Task to complete -> Reproduce verbatim the lines of the listing below, beginning with the line containing "Expected: one dot placed on each instance of the orange" and continuing through the line containing "point(213, 292)", both included.

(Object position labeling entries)
________________

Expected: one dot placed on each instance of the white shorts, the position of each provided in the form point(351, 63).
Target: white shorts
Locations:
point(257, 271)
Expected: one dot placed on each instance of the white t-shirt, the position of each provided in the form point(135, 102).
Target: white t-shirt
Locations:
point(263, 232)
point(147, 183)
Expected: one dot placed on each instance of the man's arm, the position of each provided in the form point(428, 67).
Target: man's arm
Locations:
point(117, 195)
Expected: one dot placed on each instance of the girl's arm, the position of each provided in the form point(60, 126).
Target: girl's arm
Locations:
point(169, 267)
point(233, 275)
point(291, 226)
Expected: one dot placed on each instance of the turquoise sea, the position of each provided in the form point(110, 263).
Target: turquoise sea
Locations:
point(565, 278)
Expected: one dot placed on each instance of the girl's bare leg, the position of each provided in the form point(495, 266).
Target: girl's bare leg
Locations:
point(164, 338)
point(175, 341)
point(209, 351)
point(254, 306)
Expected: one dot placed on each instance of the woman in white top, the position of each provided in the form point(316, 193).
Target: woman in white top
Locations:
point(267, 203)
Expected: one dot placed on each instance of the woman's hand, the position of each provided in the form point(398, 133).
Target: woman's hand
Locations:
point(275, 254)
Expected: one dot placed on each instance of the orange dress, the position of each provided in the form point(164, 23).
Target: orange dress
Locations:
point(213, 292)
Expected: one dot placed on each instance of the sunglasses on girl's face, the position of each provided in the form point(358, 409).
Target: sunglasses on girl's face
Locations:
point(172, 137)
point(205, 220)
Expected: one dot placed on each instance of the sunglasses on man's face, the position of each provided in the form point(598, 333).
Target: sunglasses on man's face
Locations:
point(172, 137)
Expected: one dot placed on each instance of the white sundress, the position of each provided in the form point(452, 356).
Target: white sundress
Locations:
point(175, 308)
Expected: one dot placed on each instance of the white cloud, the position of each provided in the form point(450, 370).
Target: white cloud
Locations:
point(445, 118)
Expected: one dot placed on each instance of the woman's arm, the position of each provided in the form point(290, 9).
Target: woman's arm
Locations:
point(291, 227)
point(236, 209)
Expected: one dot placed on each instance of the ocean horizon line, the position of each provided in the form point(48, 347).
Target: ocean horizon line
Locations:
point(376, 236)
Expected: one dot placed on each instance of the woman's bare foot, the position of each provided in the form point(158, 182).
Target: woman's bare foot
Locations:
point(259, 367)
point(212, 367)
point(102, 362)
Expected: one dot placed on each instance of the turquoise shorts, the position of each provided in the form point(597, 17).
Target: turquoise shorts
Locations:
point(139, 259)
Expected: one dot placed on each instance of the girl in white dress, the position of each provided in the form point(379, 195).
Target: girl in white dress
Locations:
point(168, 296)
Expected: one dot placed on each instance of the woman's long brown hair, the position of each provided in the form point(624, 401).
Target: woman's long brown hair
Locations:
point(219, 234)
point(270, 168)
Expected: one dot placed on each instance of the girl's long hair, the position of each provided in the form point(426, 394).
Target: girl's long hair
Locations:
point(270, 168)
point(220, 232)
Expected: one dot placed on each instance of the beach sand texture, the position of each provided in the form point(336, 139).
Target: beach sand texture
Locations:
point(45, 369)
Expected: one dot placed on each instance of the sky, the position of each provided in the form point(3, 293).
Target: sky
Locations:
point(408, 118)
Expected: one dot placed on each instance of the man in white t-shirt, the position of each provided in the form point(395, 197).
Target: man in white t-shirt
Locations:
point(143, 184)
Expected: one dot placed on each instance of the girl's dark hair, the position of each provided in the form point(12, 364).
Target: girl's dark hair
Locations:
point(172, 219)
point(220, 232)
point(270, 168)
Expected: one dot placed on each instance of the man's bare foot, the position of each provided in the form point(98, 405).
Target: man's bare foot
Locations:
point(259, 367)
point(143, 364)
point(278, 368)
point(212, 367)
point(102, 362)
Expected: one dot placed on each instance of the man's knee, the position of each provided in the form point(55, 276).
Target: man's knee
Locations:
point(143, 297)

________________

The solution ->
Expected: one dot placed on each instance of the orange dress, the position of each provided in the form point(164, 23).
Target: orange dress
Locations:
point(213, 292)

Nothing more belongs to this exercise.